## Aim of the exercise
Please pull out and copy every line in the records below that contains the word "apartment". Case counts.

## Dataset rows
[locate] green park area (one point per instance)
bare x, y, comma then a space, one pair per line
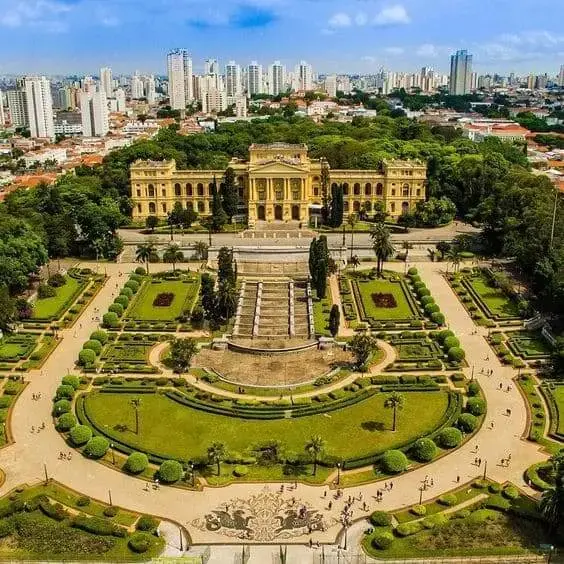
196, 429
163, 300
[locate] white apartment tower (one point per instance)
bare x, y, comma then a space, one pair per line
460, 73
276, 78
106, 81
94, 113
39, 107
179, 67
254, 79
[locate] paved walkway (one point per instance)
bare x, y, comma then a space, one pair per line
23, 461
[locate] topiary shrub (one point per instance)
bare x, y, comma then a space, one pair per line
449, 437
456, 354
93, 345
467, 423
136, 462
80, 435
381, 519
66, 422
140, 542
383, 540
170, 471
424, 450
86, 357
96, 447
110, 319
61, 406
394, 461
476, 406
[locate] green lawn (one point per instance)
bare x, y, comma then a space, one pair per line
402, 309
53, 308
142, 308
498, 302
176, 431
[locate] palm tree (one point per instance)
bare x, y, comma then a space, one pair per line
382, 245
351, 220
314, 448
394, 401
173, 254
144, 252
216, 453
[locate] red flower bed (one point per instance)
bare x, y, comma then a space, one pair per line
163, 300
384, 300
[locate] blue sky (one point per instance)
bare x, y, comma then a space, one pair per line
79, 36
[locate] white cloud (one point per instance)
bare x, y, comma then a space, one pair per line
392, 15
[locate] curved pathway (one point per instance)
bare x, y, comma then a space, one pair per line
24, 460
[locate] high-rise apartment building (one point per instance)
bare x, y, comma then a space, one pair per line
179, 67
94, 114
460, 73
254, 79
276, 78
106, 81
39, 107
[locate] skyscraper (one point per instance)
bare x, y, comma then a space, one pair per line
254, 79
39, 107
276, 78
179, 66
106, 81
460, 73
94, 113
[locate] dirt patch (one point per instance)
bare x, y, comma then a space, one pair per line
272, 369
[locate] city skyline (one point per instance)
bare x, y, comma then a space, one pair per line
80, 36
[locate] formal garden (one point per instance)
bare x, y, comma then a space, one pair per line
50, 522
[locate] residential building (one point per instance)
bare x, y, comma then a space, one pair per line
460, 73
94, 112
279, 182
179, 67
39, 107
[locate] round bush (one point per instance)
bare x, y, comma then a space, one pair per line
438, 318
394, 461
449, 500
456, 353
424, 450
170, 471
136, 462
117, 309
467, 423
449, 437
110, 319
381, 519
66, 422
80, 435
96, 447
140, 542
93, 345
476, 406
86, 357
64, 392
133, 285
451, 342
122, 300
61, 406
382, 541
100, 336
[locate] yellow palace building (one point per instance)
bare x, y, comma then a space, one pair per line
279, 182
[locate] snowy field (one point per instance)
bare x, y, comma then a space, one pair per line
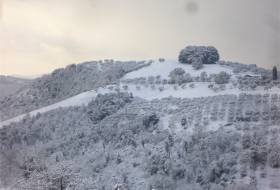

## Task response
[locate] white apartment tower (one point per instance)
[locate] high-rise apartment building (one point per instance)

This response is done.